Excerpts from point annotation data:
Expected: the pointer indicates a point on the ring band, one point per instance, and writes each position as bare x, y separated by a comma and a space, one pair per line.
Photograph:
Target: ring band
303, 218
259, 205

◆ **The request**:
Scale the entries above by rewriting every line, requests included, with each coordinate in the answers multiplied by 1.95 and rounded to the nearest whole number, halves rounded up. Leave all other numbers unchanged.

◆ **Reply to the exercise**:
Expected: the pointer indicates a point on the ring band, one point per instance, and writes each position as bare x, y separated by a comma and a space, one pair per line.
Photograph:
Target: ring band
591, 425
505, 400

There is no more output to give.